» Set exercise 1
According to the blog post on London's economy, which organization hosted the event?

» Given passage

-- Begin --

Tuesday, 15 July 2014

London for All: Opening up Debate on London’s Economy

For more details about this event see this link:


Yesterday afternoon I attended London for all: opening up debate on London's Economy, hosted by the Bromley-by-Bow Centre and organised by Myfanwy Taylor from UCL Department of Geography, collaborating with Just Space - a London-wide network of voluntary and community groups working together to influence planning policy. If you want to look up the Tweets made from the event, search #londonforall and #justspace.
Divided into three quick fire sessions, with speakers talking for a maximum of ten minutes, yesterday afternoon was a thrilling discussion about the many facets of London’s economy: its present, future, and how should we measure the value of what it contains. A main theme emerged: the dysfunctional relationship between The Economy (a global-scale phenomenon in which constant growth is desirable, and is measured in money) and the human-scale building blocks of that economy - the small and medium businesses that fill every nook and cranny of London’s industrial estates and high street hinterlands.
James Meadway, New Economics Foundation
It was generally agreed that the London Plan places too much emphasis on housing growth, at the expense of industrial land. The NEF's James Meadway described the huge inequalities of wealth in London, with simple but powerful graphs. The phenomenal house prices (a house costs 10 x average earnings) leads to a ‘wealth effect’, job creation and pressure on the housing stock, in a self-reinforcing system of unsustainable growth. Roy Tindle from LTGF also criticised the conflict between industry and housing, in which housing tends to win. London relies on its industrial estates for almost every system of distribution and it is this infrastructure that underpins our massive and hugely successful service sector.

-- End --

» Provided records
-- Begin --

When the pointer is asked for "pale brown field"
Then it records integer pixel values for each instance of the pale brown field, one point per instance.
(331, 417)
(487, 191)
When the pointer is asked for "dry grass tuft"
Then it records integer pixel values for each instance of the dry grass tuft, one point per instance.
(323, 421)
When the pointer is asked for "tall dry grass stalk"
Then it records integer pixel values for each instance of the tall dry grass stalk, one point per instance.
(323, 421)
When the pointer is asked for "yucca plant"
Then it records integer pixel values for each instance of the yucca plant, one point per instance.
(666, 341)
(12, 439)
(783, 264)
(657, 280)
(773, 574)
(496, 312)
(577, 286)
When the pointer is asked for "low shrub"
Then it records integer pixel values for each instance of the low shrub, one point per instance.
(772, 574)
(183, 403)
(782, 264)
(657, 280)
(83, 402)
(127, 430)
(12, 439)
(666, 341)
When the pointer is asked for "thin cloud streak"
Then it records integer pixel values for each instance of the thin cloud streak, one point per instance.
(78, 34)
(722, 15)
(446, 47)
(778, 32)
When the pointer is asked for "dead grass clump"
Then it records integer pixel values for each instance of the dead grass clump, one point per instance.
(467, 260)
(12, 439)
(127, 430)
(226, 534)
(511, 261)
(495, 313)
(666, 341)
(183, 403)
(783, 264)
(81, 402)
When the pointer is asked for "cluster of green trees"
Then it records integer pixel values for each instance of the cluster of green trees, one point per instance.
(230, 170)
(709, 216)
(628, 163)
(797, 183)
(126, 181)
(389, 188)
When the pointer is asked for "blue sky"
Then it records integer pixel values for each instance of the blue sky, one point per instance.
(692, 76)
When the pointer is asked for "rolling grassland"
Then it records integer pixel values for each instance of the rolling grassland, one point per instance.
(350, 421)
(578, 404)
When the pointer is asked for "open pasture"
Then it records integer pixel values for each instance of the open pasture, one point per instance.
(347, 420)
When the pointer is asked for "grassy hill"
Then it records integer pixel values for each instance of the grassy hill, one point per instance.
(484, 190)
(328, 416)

-- End --

» Set exercise 2
Find every line in the listing that contains the word "blue", and copy each of those lines in full.

» Task response 1
The Bromley-by-Bow Centre hosted the event.

» Task response 2
When the pointer is asked for "blue sky"
Then it records integer pixel values for each instance of the blue sky, one point per instance.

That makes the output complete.